=== PROBLEM STATEMENT ===
Type out all the records word for word. Any pictures are to be left out.

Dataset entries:
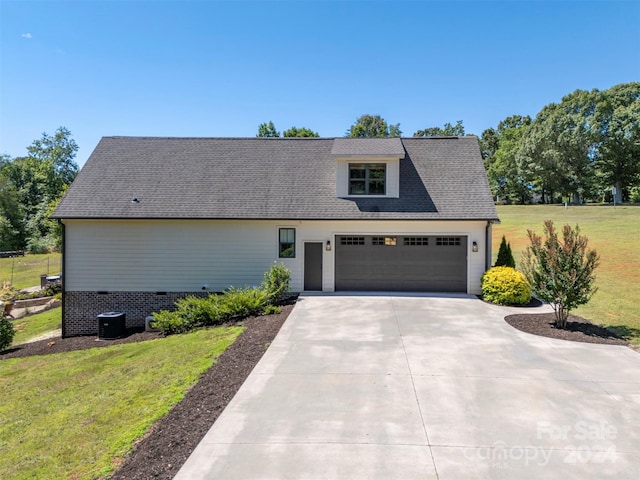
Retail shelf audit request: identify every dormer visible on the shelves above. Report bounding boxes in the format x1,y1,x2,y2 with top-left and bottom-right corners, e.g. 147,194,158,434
331,138,405,198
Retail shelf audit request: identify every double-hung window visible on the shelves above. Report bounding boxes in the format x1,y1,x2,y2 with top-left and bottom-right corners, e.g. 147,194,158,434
279,228,296,258
349,163,386,195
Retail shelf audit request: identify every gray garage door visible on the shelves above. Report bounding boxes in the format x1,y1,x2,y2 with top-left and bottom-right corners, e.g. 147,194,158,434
335,235,467,292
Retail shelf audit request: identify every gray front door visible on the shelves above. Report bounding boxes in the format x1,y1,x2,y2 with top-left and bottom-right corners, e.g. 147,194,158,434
335,235,467,292
304,242,323,291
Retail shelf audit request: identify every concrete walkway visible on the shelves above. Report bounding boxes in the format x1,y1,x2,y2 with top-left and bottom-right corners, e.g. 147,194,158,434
175,294,640,479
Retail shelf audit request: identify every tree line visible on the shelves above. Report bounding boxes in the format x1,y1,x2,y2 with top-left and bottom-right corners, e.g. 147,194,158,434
261,82,639,204
0,127,78,252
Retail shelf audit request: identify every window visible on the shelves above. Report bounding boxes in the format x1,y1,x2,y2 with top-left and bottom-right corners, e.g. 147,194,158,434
340,236,365,245
404,237,429,246
349,163,386,195
372,236,396,246
279,228,295,258
436,237,461,246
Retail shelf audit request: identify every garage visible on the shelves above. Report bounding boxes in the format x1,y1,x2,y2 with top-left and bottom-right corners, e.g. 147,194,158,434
335,235,467,292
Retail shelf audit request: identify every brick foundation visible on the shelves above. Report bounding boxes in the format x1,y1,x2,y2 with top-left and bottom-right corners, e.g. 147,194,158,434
63,291,208,337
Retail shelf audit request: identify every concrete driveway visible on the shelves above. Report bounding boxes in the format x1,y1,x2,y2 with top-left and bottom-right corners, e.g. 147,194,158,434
175,294,640,479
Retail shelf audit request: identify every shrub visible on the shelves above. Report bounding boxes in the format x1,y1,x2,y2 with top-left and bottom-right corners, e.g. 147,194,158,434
220,287,269,318
151,310,194,335
0,282,17,302
261,263,291,304
154,264,291,335
264,305,281,315
481,266,531,305
0,315,16,351
494,235,516,268
521,220,599,328
175,295,224,327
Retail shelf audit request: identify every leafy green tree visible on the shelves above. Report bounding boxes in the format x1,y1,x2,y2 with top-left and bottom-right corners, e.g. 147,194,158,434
2,127,78,251
283,126,319,137
494,235,515,268
257,121,280,137
593,82,640,203
0,172,24,251
521,221,599,328
414,120,466,137
519,89,599,204
347,114,401,138
488,116,532,203
479,127,499,168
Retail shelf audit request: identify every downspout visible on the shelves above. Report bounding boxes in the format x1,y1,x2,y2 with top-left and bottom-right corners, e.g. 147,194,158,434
485,221,492,271
59,220,66,338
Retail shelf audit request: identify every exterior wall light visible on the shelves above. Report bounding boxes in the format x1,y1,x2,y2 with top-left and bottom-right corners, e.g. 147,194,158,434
326,240,332,251
472,241,478,253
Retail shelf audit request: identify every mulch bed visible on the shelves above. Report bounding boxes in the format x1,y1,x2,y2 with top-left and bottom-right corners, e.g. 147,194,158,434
2,302,294,480
504,312,628,346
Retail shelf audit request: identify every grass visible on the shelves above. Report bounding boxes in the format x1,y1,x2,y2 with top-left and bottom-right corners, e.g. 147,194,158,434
0,253,62,290
494,205,640,343
11,307,62,346
0,326,243,480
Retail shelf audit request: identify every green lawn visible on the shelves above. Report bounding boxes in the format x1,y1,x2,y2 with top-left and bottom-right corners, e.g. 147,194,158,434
494,205,640,343
11,307,62,345
0,253,62,290
0,326,243,480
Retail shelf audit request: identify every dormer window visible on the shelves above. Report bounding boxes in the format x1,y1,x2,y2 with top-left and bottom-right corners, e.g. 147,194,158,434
332,138,404,198
349,163,386,195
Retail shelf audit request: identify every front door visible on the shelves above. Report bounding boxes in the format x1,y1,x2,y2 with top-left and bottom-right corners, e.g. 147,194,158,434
304,242,323,291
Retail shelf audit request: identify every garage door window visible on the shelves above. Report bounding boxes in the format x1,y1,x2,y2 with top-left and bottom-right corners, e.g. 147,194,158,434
340,236,365,245
279,228,296,257
372,236,396,246
436,237,461,246
349,164,386,195
404,237,429,246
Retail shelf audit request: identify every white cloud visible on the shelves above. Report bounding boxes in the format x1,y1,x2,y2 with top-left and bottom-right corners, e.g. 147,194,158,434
21,33,32,39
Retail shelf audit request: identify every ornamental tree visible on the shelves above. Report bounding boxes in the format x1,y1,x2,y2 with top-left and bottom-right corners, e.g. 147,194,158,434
494,235,515,268
521,220,599,328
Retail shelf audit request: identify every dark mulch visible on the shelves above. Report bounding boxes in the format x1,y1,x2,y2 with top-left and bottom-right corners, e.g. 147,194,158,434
2,301,293,480
505,312,628,346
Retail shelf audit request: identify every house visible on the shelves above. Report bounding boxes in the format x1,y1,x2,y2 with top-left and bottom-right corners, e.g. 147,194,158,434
52,136,499,337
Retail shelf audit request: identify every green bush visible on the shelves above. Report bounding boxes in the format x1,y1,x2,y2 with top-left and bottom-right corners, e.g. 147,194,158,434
220,287,269,318
0,315,16,351
153,264,292,335
264,305,281,315
151,310,193,335
176,295,224,327
481,266,531,305
261,263,291,304
494,235,516,268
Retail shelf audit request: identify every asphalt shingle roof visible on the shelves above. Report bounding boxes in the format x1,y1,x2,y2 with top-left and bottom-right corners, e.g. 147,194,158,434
52,136,498,221
331,137,405,158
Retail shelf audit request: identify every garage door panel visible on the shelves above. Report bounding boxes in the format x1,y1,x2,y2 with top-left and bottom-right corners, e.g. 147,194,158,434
335,235,466,292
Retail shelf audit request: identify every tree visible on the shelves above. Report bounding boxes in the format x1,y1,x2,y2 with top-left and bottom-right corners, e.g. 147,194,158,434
347,114,401,138
489,116,532,203
593,82,640,204
257,121,280,137
26,126,78,195
2,127,78,251
414,120,466,137
494,235,515,268
0,172,24,251
479,127,499,167
521,221,599,329
283,126,319,137
519,89,599,204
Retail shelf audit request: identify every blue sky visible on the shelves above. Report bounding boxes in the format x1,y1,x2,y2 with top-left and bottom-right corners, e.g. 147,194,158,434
1,0,639,167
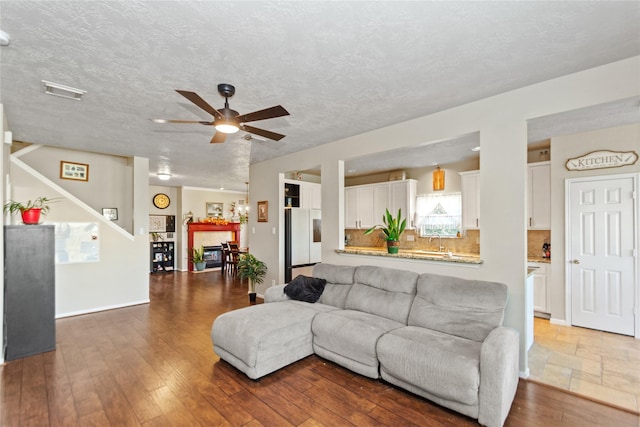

=== COMPLETED TASK ===
Retail shelf audit request: identify every dormer visible on the shelves above. Report bounding boxes in the format x1,y1,x2,y2 with top-left and bottom-right corners, e.g. 147,194,158,434
331,138,405,198
Retail shelf audit request: identify every double-hung window visible on the shelves above. Report bounding boxes in the format x1,y1,x2,y2 with top-left and bottom-right corners, e.g. 147,194,158,434
279,228,296,258
349,163,386,195
Retail shelf audit request: identify every gray garage door visible on the shelves above. Report bounding boxes in the format x1,y1,x2,y2 with top-left and bottom-right corners, e.g. 147,194,158,434
335,235,467,292
Retail shelf audit request: identify every gray front door visible on the shelves above. Report bounding boxes in the format x1,y1,x2,y2 with top-left and bottom-right corners, e.g. 147,194,158,434
335,235,467,292
304,242,323,291
Retail shelf audit request: identify every concrete walkway visible on the shelves above. Report bounding boxes in the format x1,y1,x2,y2 with top-left and bottom-right corners, e.g. 147,194,158,434
175,294,640,479
Retail shelf audit request: identify every tree line visible on the shelves above. Report bounding boxes in the format x1,y1,x2,y2 with top-left and bottom-right corners, e.g. 147,194,158,434
261,82,639,204
0,127,78,252
Retail shelf audit request: identify every window visible on the shelves above. Report bounding boxes in the format x1,y1,x2,y2 with top-left and bottom-right corners, e.g. 147,194,158,434
340,236,365,245
404,237,429,246
349,163,386,195
372,236,396,246
279,228,295,258
436,237,461,246
Retail shelf audit request: identify every garage visible on the shelves above. Report bounding boxes in the format x1,y1,x2,y2 with top-left and bottom-right corners, e.g. 147,194,158,434
335,235,467,292
Retail shelf audit request: identify every brick foundation visible on the shelves above. Report bounding boxes in the format x1,y1,x2,y2 with top-left and bottom-right corners, e.g. 147,194,158,434
63,291,208,337
Retail shelf audit request: identify every concrete driveway visible on the shelves above. Report bounding boxes in the format x1,y1,x2,y2 with top-left and bottom-right corners, e.g. 147,194,158,434
175,294,640,479
Retail shelf audit request: identify every shrub visible on the shelves above. Report bounding boxes in the format x1,y1,x2,y2 with top-left and bottom-right corners, e.g. 147,194,158,434
220,287,269,318
151,310,194,335
0,282,17,302
261,263,291,304
154,264,291,335
264,305,281,315
481,266,531,305
0,315,16,351
494,235,516,268
521,220,599,328
175,295,224,327
Retail shelf audit request: identify every leafy green tree visible on the shelves above. Report bounding boxes in the format x1,y1,x2,y2 with top-left and bottom-right corners, e.g. 147,194,158,434
2,127,78,251
283,126,319,137
494,235,515,268
257,121,280,137
593,82,640,203
0,172,24,251
521,221,599,328
414,120,466,137
519,89,599,204
347,114,401,138
488,116,532,203
479,127,499,168
Retail shelf audit request: identify every downspout visible on the shelves above. Report bounding boxes in the format x1,y1,x2,y2 with top-left and bottom-right corners, e.g. 147,194,158,434
485,221,492,271
59,220,66,338
Retail shelf audit request: identify every exterior wall light visible on the shelves above. Report bounding boxes in the format x1,y1,x2,y2 with top-left and bottom-right corners, e.g. 147,194,158,434
326,240,332,251
472,241,478,253
Retail shelf audit request: identify every mulch bed visible on the shelves above. Report bounding boxes in the format x1,y1,x2,y2 with top-left and bottom-right corners, e.g. 147,194,158,434
2,302,294,480
504,312,628,346
Retail shelf audit request: identify every grass visible on the shelves above. Report bounding boxes in the format x1,y1,x2,y2 with top-left and bottom-right corners, e.g. 147,194,158,434
0,253,62,290
494,205,640,343
11,307,62,346
0,326,243,480
Retail shelf audit request: identify every green lawn visible on the shelves above. Report bounding boxes in the format x1,y1,x2,y2 with top-left and bottom-right corners, e.g. 147,194,158,434
494,205,640,343
11,307,62,345
0,253,62,290
0,326,243,480
Retail shelf audit request: identify every dormer window visible on the shelves above. Report bounding boxes in the format x1,y1,x2,y2 with top-left and bottom-right corners, e.g. 147,194,158,434
332,138,404,198
349,163,386,195
Retail shelf audit request: identify every front door visible on the shelves above. Report bounding boxes in the format x1,y1,x2,y2 with top-left and bottom-right corners, e.g. 147,194,158,434
304,242,323,291
Retail shelf audit request: identify every garage door window visible on the shelves above. Report bounding boxes in the format x1,y1,x2,y2 with top-left and bottom-right corners, e.g. 147,194,158,434
340,236,365,245
279,228,296,257
372,236,396,246
436,237,461,246
349,164,386,195
404,237,429,246
Retail shelf audit request: identify every white cloud visible on the shelves above. Report bounding boxes in the format x1,y1,x2,y2 with top-left and bottom-right corners, e.g. 147,194,158,434
21,33,32,39
Retail shelf audit request: identify every ornamental tree visible on the shelves above. Report bounding boxes in the format x1,y1,x2,y2 with top-left and bottom-right corners, e.g. 147,194,158,434
494,235,515,268
521,220,599,328
Retail shelf audit request: identify every dark mulch visible on the shelves above. Report bounding boxes in the format x1,y1,x2,y2 with top-left and bottom-right corners, e.g. 147,194,158,434
2,301,293,480
505,312,628,346
Retail shelf audit request: identify every house visible on the shelves above. Report bounding boxes in the format x1,y1,x2,y2 with top-left and bottom-right corners, e.g. 147,194,158,434
52,136,499,337
Retail shelf audit request: identify every green bush visible on the shelves above. Report bounding boxes in the format x1,y1,x2,y2 with top-left and bottom-right corners, e.g. 147,194,158,434
220,287,269,318
0,315,16,351
153,264,292,335
264,305,281,315
151,310,193,335
176,295,224,327
481,266,531,305
261,263,291,304
494,235,516,268
Retail shelf audit request: identify every asphalt shingle roof visible on the shelves above. Report bounding boxes in the format x1,y1,x2,y2 with top-left and bottom-right corners, e.g. 147,194,158,434
52,136,498,221
331,137,405,158
Retail shelf audit request: identify every garage door panel visible on the shelves above. Report bounding boxes in the format x1,y1,x2,y2 with top-left and bottom-right corners, e.g. 147,194,158,434
335,235,466,292
Retail shelf audit request: identify every tree visible on the shelves above. Report bounding boxes in the format x1,y1,x2,y2 with top-left and bottom-right corners, e.g. 147,194,158,434
347,114,401,138
489,116,532,203
593,82,640,204
257,121,280,137
26,126,78,195
2,127,78,251
414,120,466,137
494,235,515,268
0,172,24,251
479,127,499,167
521,221,599,329
283,126,319,137
519,89,599,204
Retail shelf audit request: identify every blue sky visible on the shelves above. Report bounding boxes in the format x1,y1,x2,y2 with top-left and bottom-right corners, e.g. 147,194,158,434
1,0,639,167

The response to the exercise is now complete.